Confusion reigns in Glenn Ficarra and John Requa’s latest film, “Whiskey Tango Foxtrot,” and it’s an appropriate emotion for the movie’s fractured setting: the Afghanistan War, circa 2003-2006. This is where an American news operation dispatches Kim Barker (Tina Fey), a bored desk reporter with no war-zone experience but whose status as a member of the “childless and unmarried” newsroom personnel makes her an ideal candidate for a three-month embedment in Kabul.
The first half-hour of “Whiskey Tango Foxtrot”—we might as well abbreviate it “WTF,” for good reason—is an intermittently amusing fish-out-of-water comedy pivoting on its protagonist’s learning curves and cultural naivety, from fashion faux pas to misused terminology to forced desert bathroom breaks (it’s based on the memoir by the real Kim Barker). Even when “WTF” is at its strongest, though, you wish it were more sophisticated in its humor, which fails to rise above the jarring baseline of colorful Farsi profanity delivered by unlikely sources.
But the understandable confusion of day-to-day life in the “Kabubble,” as her fellow-journos dub it, gives way to a curious confusion in the movie itself. Is it a hard-R rom-com disguised in war fatigues? Is it a drama about finding yourself amid the multicultural strangeness of Kabul nightlife? Is it a thriller predicated on the addictive rush of war-zone immersion? Or is it a comment on our collective ignorance of a war the media has long consigned to oblivion?

STUDY MATERIAL:
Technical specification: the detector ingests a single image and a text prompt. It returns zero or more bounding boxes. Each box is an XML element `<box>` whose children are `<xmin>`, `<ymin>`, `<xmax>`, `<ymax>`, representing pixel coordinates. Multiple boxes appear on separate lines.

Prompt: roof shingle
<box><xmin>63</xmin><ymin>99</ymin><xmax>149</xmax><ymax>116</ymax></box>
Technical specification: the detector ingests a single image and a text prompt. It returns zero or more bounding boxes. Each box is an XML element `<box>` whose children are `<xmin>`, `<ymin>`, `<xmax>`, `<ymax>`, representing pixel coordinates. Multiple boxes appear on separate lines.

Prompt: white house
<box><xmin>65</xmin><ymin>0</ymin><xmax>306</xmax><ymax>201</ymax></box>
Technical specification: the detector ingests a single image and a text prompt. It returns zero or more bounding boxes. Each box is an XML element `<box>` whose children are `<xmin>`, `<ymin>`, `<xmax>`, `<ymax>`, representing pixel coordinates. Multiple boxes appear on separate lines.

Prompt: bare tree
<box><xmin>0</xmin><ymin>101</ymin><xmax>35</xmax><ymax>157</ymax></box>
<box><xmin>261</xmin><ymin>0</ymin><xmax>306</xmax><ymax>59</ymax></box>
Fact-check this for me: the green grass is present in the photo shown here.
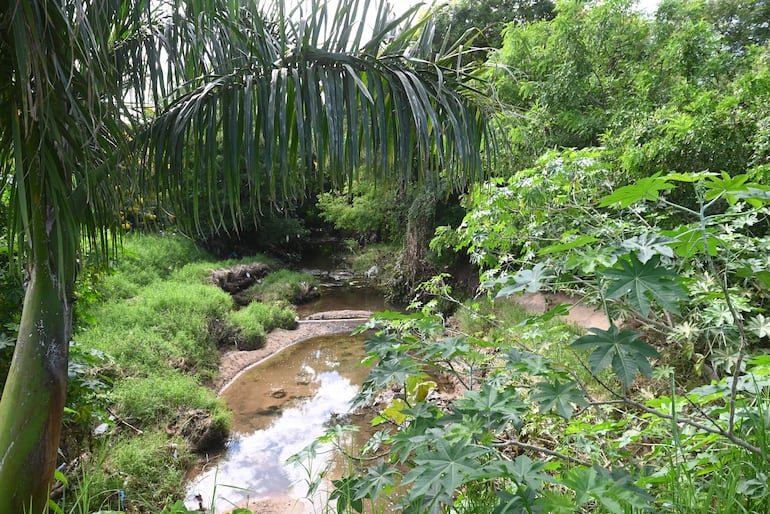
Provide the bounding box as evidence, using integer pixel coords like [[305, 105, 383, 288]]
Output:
[[110, 371, 226, 427], [87, 431, 195, 512], [76, 281, 232, 378], [227, 302, 297, 350], [244, 269, 318, 303], [62, 234, 342, 513]]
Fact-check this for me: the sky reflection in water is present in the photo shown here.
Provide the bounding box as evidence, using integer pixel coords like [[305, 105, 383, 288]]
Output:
[[185, 365, 358, 512]]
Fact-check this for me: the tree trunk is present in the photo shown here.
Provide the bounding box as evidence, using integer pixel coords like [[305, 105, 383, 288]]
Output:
[[0, 259, 72, 513]]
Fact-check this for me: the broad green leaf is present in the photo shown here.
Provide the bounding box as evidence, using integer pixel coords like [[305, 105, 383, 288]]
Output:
[[562, 466, 651, 514], [454, 382, 527, 431], [603, 252, 687, 316], [475, 455, 553, 491], [661, 225, 723, 259], [537, 236, 599, 255], [572, 325, 658, 387], [599, 173, 674, 208], [404, 439, 489, 500], [530, 380, 587, 419], [620, 232, 674, 264], [704, 171, 749, 205], [368, 357, 422, 388], [354, 462, 401, 500], [495, 263, 555, 298], [746, 314, 770, 338]]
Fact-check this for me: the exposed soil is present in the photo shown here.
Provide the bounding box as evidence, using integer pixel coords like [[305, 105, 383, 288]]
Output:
[[215, 293, 609, 514], [214, 310, 372, 392]]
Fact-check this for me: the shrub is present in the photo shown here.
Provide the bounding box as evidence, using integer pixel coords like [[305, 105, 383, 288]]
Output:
[[110, 371, 226, 427], [228, 303, 297, 350], [92, 432, 195, 506], [243, 269, 318, 303]]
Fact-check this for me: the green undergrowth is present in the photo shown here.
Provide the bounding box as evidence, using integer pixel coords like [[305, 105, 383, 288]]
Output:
[[61, 234, 301, 512], [237, 269, 318, 303], [227, 300, 297, 350]]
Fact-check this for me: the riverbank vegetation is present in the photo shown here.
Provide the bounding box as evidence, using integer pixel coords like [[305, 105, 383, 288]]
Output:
[[53, 233, 315, 512], [0, 0, 770, 508]]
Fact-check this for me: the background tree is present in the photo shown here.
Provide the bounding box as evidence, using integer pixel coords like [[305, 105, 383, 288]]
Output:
[[433, 0, 555, 60], [0, 0, 486, 512]]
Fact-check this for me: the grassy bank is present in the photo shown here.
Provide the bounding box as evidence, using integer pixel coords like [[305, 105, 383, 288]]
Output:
[[60, 234, 313, 512]]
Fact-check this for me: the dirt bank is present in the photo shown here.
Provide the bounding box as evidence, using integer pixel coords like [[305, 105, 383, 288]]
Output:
[[214, 311, 372, 393]]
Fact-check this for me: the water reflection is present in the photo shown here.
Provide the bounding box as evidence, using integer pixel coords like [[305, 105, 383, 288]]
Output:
[[186, 335, 367, 512]]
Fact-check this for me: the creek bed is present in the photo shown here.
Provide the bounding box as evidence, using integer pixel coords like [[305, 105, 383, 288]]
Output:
[[185, 270, 388, 514]]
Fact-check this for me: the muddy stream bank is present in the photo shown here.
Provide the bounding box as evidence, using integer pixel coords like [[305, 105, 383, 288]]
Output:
[[185, 262, 390, 514]]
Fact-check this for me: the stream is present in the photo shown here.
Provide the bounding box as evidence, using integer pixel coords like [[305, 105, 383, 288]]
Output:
[[185, 269, 389, 514]]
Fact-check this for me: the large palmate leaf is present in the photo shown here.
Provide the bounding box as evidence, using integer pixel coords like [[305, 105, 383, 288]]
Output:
[[620, 232, 675, 264], [531, 380, 587, 419], [599, 173, 674, 208], [404, 439, 489, 501], [484, 263, 554, 298], [454, 382, 528, 431], [604, 252, 687, 316], [352, 462, 401, 498], [572, 325, 658, 387]]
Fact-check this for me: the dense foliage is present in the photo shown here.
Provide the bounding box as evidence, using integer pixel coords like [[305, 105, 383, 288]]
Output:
[[292, 1, 770, 513], [6, 0, 770, 508]]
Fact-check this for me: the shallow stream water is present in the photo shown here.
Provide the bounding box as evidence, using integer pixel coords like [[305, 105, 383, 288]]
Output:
[[185, 270, 387, 514]]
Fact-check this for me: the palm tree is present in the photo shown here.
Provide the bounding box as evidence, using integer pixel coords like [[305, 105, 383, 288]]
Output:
[[0, 0, 487, 512]]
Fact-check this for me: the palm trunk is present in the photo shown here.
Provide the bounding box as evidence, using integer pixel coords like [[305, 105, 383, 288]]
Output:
[[0, 258, 71, 513], [0, 162, 77, 514]]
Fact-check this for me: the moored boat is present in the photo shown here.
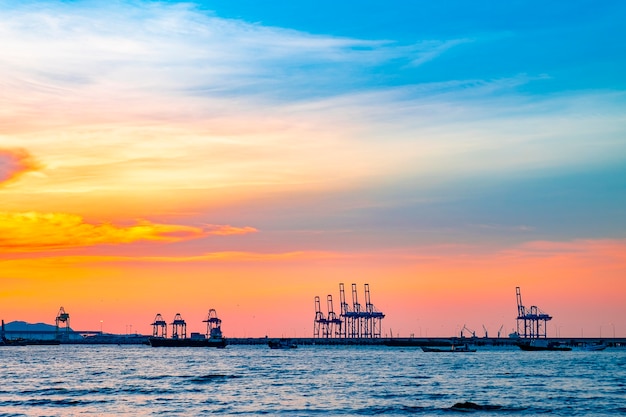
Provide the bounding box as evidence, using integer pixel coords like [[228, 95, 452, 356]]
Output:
[[517, 339, 572, 351], [422, 344, 476, 353], [267, 338, 298, 349]]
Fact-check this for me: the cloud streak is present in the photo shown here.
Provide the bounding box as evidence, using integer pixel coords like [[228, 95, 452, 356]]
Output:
[[0, 212, 256, 252]]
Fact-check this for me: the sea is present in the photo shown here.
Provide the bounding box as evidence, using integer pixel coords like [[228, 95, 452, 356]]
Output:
[[0, 345, 626, 417]]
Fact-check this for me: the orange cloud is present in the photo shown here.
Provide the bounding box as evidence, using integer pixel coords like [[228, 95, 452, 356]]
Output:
[[0, 149, 40, 184], [0, 212, 256, 252]]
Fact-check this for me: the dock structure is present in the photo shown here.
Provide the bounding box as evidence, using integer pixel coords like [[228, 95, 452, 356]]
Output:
[[55, 307, 70, 340], [151, 313, 167, 337], [515, 287, 552, 339], [313, 283, 385, 339]]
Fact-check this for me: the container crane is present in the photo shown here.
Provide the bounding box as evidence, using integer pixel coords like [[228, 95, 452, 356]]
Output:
[[313, 295, 328, 337], [515, 287, 552, 339], [172, 313, 187, 339], [202, 308, 222, 338], [55, 307, 70, 340], [152, 313, 167, 338]]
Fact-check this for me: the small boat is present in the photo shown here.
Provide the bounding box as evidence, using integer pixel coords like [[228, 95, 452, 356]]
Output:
[[583, 341, 608, 352], [517, 339, 572, 352], [267, 338, 298, 349], [422, 344, 476, 353]]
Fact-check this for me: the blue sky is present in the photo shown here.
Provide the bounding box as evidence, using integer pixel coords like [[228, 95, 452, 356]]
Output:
[[0, 0, 626, 334]]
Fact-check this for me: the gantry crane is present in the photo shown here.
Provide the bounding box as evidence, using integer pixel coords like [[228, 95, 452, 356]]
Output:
[[313, 283, 385, 339], [55, 307, 70, 340], [202, 308, 222, 339], [313, 295, 328, 337], [515, 287, 552, 339], [326, 294, 343, 337], [172, 313, 187, 339]]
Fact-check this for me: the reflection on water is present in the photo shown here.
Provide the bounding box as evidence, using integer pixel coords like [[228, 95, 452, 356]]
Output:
[[0, 345, 626, 416]]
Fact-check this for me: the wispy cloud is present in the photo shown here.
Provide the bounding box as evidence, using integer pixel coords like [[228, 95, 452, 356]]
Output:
[[0, 148, 41, 186], [0, 212, 256, 252]]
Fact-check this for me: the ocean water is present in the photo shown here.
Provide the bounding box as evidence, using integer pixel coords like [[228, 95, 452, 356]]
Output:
[[0, 345, 626, 416]]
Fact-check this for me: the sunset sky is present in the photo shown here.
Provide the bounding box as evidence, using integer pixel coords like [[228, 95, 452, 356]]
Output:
[[0, 0, 626, 337]]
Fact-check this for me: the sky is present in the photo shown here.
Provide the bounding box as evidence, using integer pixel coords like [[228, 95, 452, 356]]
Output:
[[0, 0, 626, 337]]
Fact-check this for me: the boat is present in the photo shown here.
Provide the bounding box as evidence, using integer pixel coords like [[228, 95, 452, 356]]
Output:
[[583, 341, 609, 352], [267, 338, 298, 349], [422, 344, 476, 353], [148, 337, 227, 348], [148, 309, 228, 348], [517, 339, 572, 352]]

ACTION ITEM A: Reproduce the film review's wording between "Confusion reigns in" and "embedment in Kabul.", inclusive.
ACTION ITEM B: Condense the film review's paragraph beginning "The first half-hour of" into a shorter version that keeps its main facts.
ACTION ITEM C: Continue the review of "Whiskey Tango Foxtrot" from where it stops.
The listing above comes from a separate source unrelated to the film review.

ANSWER AREA A:
Confusion reigns in Glenn Ficarra and John Requa’s latest film, “Whiskey Tango Foxtrot,” and it’s an appropriate emotion for the movie’s fractured setting: the Afghanistan War, circa 2003-2006. This is where an American news operation dispatches Kim Barker (Tina Fey), a bored desk reporter with no war-zone experience but whose status as a member of the “childless and unmarried” newsroom personnel makes her an ideal candidate for a three-month embedment in Kabul.

ANSWER AREA B: The first half-hour of "Whiskey Tango Foxtrot," abbreviated "WTF," is an intermittently amusing fish-out-of-water comedy based on the real Kim Barker's memoir. It turns on the protagonist's learning curves and cultural naivety, from fashion faux pas to misused terminology to forced desert bathroom breaks. Even at its strongest, its humor lacks sophistication and never rises above colorful Farsi profanity from unlikely sources.

ANSWER AREA C:
Only the last of these directions justifies this rickety movie’s existence, and it’s one brick in an unsteady foundation. As Kim familiarizes herself with the region’s customs and personalities, she begins to prefer the stunted limbo of war correspondence, where nothing much happens, and even if it does, the American public is disinterested in hearing it. Similar shards of harsh truth pierce through the feces-stained air of the movie’s Afghan waystation, like the moment when a group of locals mistake American Marines for Russians (the previous nationality of soldiers to attrition themselves in this desert quagmire), or when a troop, following an explosion of a truckful of suspected Taliban, callously quips, “hearts and minds—the two best places to shoot somebody.”
Mostly, though, “WTF” meanders. Extraordinary actors disappear skillfully into an ensemble that includes Alfred Molina as a lascivious Afghan attorney general, Martin Freeman as a smug Scottish photojournalist and Billy Bob Thornton as a folksy colonel, but their characters are less flesh-and-blood people than archetypes fitting like colors in the rainbow of Kim’s self-actualization.
The movie runs 111 minutes but feels twice as long because of its tonal incoherence. It lumbers, sparklessly and shapelessly, toward an increasingly didactic denouement that substitutes lacerating reality with pat comfort. We’ve heard enough times that war is hell, but it’s still a more honest conclusion than this movie’s shaky summation: War is Enlightenment.
“Whiskey Tango Foxtrot” opens in South Florida theaters and across the nation Friday, March 4.